### Extracted entries:
- - - - - - -

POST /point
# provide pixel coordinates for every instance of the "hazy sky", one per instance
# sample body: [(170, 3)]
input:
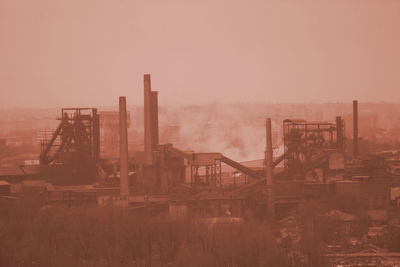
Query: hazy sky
[(86, 53)]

- - - - - - -

### Set task:
Recast every line of the rows above as a Markdown table with the columns No. and Line, numbering each line and skipping blank ones. Leave the pictures out of the answer.

### Exercise answer:
| No. | Line |
|---|---|
| 1 | POST /point |
| 2 | # provide pixel coordinates for every instance of the "hazy sky", one per instance |
| 3 | # sample body: [(170, 3)] |
| 4 | input: |
| 5 | Query: hazy sky |
| 6 | [(86, 53)] |